##### DATA FOR REVIEW #####

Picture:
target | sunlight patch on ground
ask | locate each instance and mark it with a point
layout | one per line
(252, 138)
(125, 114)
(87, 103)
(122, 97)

#####

WHAT YOU SHOULD DO - Each record needs to be duplicated exactly as given.

WRITTEN RESPONSE -
Picture:
target | sunlight patch on ground
ask | locate each instance and mark it with a point
layout | one per line
(252, 138)
(125, 114)
(87, 103)
(122, 97)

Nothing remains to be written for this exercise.